Excerpted passage.

━━━━

Alex Márta (born 6 June 1984), better known by his stage name ByeAlex, is a Hungarian indie pop singer, songwriter, journalist, and novelist. He represented Hungary in the Eurovision Song Contest 2013 in Malmö, Sweden, with the song "Kedvesem", coming 10th in the final. In 2014 his debut novel Özséb, egy öngyilkos Miskolcon (Özséb, a suicide in Miskolc) was published in Hungary.

In the Summer of 2015, ByeAlex decided to add 'és a Slepp' ('and the Slepp') to the name of band referring to the following musicians playing with Alex: Szeifert Bálint – bass guitar, vocals, Schnellbach Dávid – guitar, Tóth G. Zoltán – (acoustic) guitar, (and manager), Fekete Balázs – drums.

In 2017, the formation Senkise was formed consisting of Alex Márta and Gergő Schmidt (aka TEMBO).

Early life and career
ByeAlex was born in Kisvárda. He started singing at an early age. He went to school in Fényeslitke, and went on to study at the Bessenyei György Highschool in Kisvárda. He got a Master's degree in Philosophy from the University of Miskolc. He became famous when he won A Dal, the national selection competition in Hungary for the Eurovision Song Contest in 2013. He then represented Hungary with the song Kedvesem. He returned to A Dal for the 2018 edition, writing the music and lyrics for H Y P N O T I Z E D, performed by Roland Gulyás.

Discography

Albums 
Szörpoholista (2013)

 Kedvesem
 Nekemte
 Láttamoztam
 Csóró itt minden hang
 Bocs, hogy (feat. Ív)
 Messziről
 Csókolom
 Elvis(z)
 Az én rózsám
 Te vagy
 Játék
 Kedvesem (Zoohacker remix)
 Kedvesem (Lotfi Begi's Deep in the Forest Mix)

━━━━

[Named region outline items]
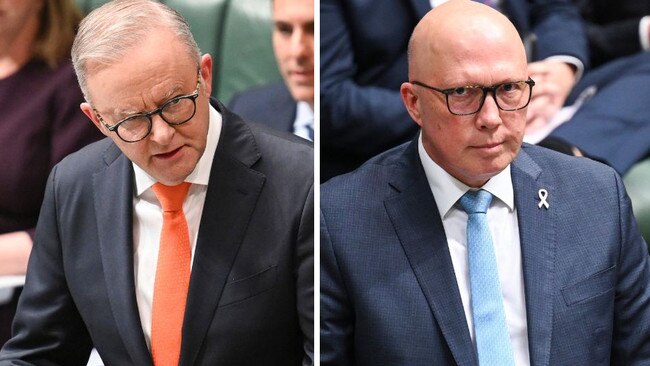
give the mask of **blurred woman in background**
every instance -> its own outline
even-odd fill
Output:
[[[0,0],[0,278],[25,274],[52,167],[101,138],[79,109],[70,62],[80,20],[72,0]],[[0,305],[0,345],[20,292],[10,291]]]

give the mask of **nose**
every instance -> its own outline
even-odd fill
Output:
[[[483,101],[483,106],[477,113],[477,127],[480,129],[494,129],[498,127],[502,123],[500,112],[497,102],[494,99],[494,94],[488,93],[485,96],[485,101]]]
[[[149,138],[161,146],[167,146],[172,141],[176,129],[165,122],[160,114],[151,116],[151,134]]]
[[[306,60],[309,52],[309,38],[305,31],[298,29],[291,35],[291,56],[298,59],[299,62]]]

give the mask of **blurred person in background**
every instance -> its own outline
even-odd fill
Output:
[[[624,175],[650,156],[650,1],[574,0],[591,64],[541,145],[579,150]],[[532,142],[532,141],[531,141]]]
[[[273,1],[273,51],[284,82],[235,95],[247,120],[314,139],[314,1]]]
[[[72,0],[0,0],[0,276],[25,274],[50,169],[102,136],[79,110],[80,19]],[[0,305],[0,344],[18,293]]]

━━━━

Exercise task A. According to the ByeAlex profile, why did ByeAlex add 'és a Slepp' to the band name in the summer of 2015?
Exercise task B. Summarize the ByeAlex profile in two sentences.
Exercise task C. In the ByeAlex profile, rewrite the part from "In the Summer" to "Schmidt (aka TEMBO).", substituting "duo" for "formation".

Reply A. The addition referred to the musicians playing with Alex: Szeifert Bálint on bass guitar and vocals, Schnellbach Dávid on guitar, Tóth G. Zoltán on (acoustic) guitar and as manager, and Fekete Balázs on drums.

Reply B. Alex Márta, known as ByeAlex, is a Hungarian indie pop singer, songwriter, journalist and novelist from Kisvárda who became famous by winning A Dal in 2013 and then placed 10th for Hungary at that year's Eurovision Song Contest with "Kedvesem." He published his debut novel in 2014, expanded the band name with 'és a Slepp' in 2015, formed Senkise with Gergő Schmidt in 2017, wrote the music and lyrics for an A Dal 2018 entry, and released the album Szörpoholista in 2013.

Reply C.
In the Summer of 2015, ByeAlex decided to add 'és a Slepp' ('and the Slepp') to the name of band referring to the following musicians playing with Alex: Szeifert Bálint – bass guitar, vocals, Schnellbach Dávid – guitar, Tóth G. Zoltán – (acoustic) guitar, (and manager), Fekete Balázs – drums.

In 2017, the duo Senkise was formed consisting of Alex Márta and Gergő Schmidt (aka TEMBO).